### 所给摘录
# PR #25944 完整报告

- 仓库：`sgl-project/sglang`
- 标题：[core] step 1: route non-spec `seq_lens` via `FutureMap` with per-mode bootstrap fixes
- 合并时间：2026-05-22 11:15
- 原文链接：http://prhub.com.cn/sgl-project/sglang/pull/25944

---

# 执行摘要

- 一句话：路由非推测 seq_lens 至 FutureMap，统一跨模式处理
- 推荐动作：建议阅读以理解 FutureMap 在调度中的统一设计，特别是 invalidate 和 resolve_future 的对称关系。配合下一步 #26020 可了解完整演进方向。

# 功能与动机

受 #25922 启发，跨推测 / 非推测重叠模式之间 seq_lens 处理存在重复逻辑和跨流竞争风险。非推测模式下原在 prepare_for_decode 中通过 batch.seq_lens = batch.seq_lens + 1 更新 GPU 张量，与 spec_v2 已通过 FutureMap 中继的方式不一致。本 PR 旨在统一两者，提高正确性和可维护性，并为后续消除 sentinel 机制铺垫（#26020）。

# 实现拆解

1. **废弃 EagleDraftInput.new_seq_lens**：将该字段移至 GenerationBatchResult.new_seq_lens，消除在 spec 和非 spec 间通过不同路径传递的冗余，并简化构造函数。
2. **FutureMap 统一 new_seq_lens_buf**：原先只为 spec 模式创建 new_seq_lens_buf，现默认创建；resolve_future 中新增 is_decode() 分支，为非推测 decode 从 buf 恢复 batch.seq_lens，并增加 _resolve_spec_extras 方法分离 spec 专属逻辑。
3. **调度器 publish 和 invalidate**：在 scheduler.run_batch 的 overlap 分支中，非推测模式下在 forward 后直接调用 future_map.publish(future_indices, batch.seq_lens + 1)；新增 future_map.invalidate(batch, future_indices) 统一将 batch.input_ids 和 batch.seq_lens 设为 sentinel（-future_indices.indices），替换原先仅设置 input_ids 的分散逻辑。
4. **修复 sentinel 副作用**：在 alloc_for_decode 中检测 enable_overlap 后从 batch.seq_lens_cpu 物化临时 GPU 张量，避免分配器读取 sentinel 导致 KV 槽错误；在 mix_with_running 中先恢复 running_batch.seq_lens 再 merge，防止 MIXED 批次传播 sentinel。
5. **非 spec 解聚合 PREBUILT 启动**：在 process_prebuilt 中，为非推测重叠模式添加 FutureMap 启动代码（publish + stash），使得首轮 DECODE 可正常从 buf 解析 seq_lens。

### 必做任务 A
根据摘录，在非推测模式下，原先在哪个函数中更新 seq_lens 的 GPU 张量？
### 必做任务 B
判断以下三个说法是否与摘录相符。每项回答"是"或"否"，并原样引用摘录中起决定作用的文字。
(i) 本 PR 把 EagleDraftInput.new_seq_lens 字段移到了 GenerationBatchResult.new_seq_lens。
(ii) 改动之后，FutureMap 仍然只为 spec 模式创建 new_seq_lens_buf。
(iii) 在 mix_with_running 中，先执行 merge，再恢复 running_batch.seq_lens。
### 必做任务 C
将摘录中的这句话译成英文："本 PR 旨在统一两者，提高正确性和可维护性，并为后续消除 sentinel 机制铺垫（#26020）。"

### 所给记录

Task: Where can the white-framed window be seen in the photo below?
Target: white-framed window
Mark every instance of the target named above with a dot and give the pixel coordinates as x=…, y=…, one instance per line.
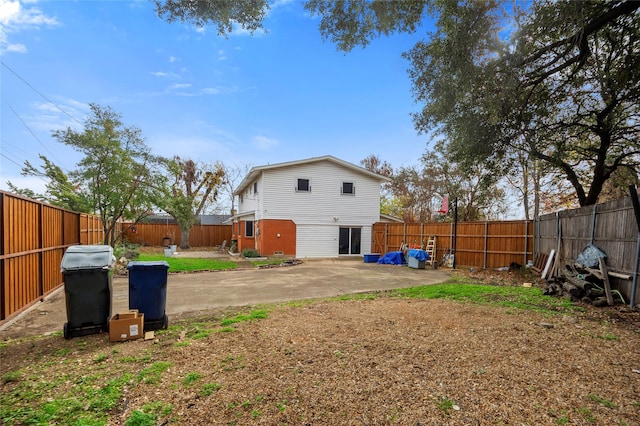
x=348, y=188
x=303, y=185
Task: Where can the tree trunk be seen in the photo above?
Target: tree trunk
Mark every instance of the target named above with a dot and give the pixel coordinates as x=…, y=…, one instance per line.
x=184, y=237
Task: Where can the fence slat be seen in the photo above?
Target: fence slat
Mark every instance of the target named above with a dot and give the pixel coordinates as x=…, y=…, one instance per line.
x=34, y=237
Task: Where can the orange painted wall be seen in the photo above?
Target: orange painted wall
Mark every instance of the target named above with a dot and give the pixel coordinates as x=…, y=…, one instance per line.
x=276, y=236
x=239, y=234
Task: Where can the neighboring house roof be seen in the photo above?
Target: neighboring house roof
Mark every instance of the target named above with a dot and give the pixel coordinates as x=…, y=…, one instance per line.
x=203, y=219
x=255, y=172
x=214, y=219
x=388, y=218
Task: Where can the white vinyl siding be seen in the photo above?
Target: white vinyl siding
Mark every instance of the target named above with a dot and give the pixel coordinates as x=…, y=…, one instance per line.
x=324, y=204
x=251, y=200
x=320, y=212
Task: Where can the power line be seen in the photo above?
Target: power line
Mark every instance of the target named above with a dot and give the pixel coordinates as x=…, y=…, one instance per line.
x=40, y=93
x=36, y=137
x=19, y=165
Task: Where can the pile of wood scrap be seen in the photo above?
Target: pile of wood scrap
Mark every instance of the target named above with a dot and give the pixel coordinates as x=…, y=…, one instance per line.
x=585, y=284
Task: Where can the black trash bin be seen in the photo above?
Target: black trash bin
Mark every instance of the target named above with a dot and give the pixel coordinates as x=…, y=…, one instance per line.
x=148, y=292
x=88, y=275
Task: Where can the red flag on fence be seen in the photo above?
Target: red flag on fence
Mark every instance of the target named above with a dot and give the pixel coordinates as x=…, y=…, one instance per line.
x=444, y=208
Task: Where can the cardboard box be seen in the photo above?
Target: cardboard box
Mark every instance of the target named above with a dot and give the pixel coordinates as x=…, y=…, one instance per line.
x=415, y=263
x=126, y=326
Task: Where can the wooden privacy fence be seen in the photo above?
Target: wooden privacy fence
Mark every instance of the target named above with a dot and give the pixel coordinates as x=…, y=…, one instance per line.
x=34, y=238
x=154, y=234
x=611, y=227
x=477, y=244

### 书面作答 A
原先在 prepare_for_decode 中更新。

### 书面作答 B
(i) 是。"将该字段移至 GenerationBatchResult.new_seq_lens"
(ii) 否。"原先只为 spec 模式创建 new_seq_lens_buf，现默认创建"
(iii) 否。"在 mix_with_running 中先恢复 running_batch.seq_lens 再 merge"

### 书面作答 C
This PR aims to unify the two, improve correctness and maintainability, and pave the way for later eliminating the sentinel mechanism (#26020).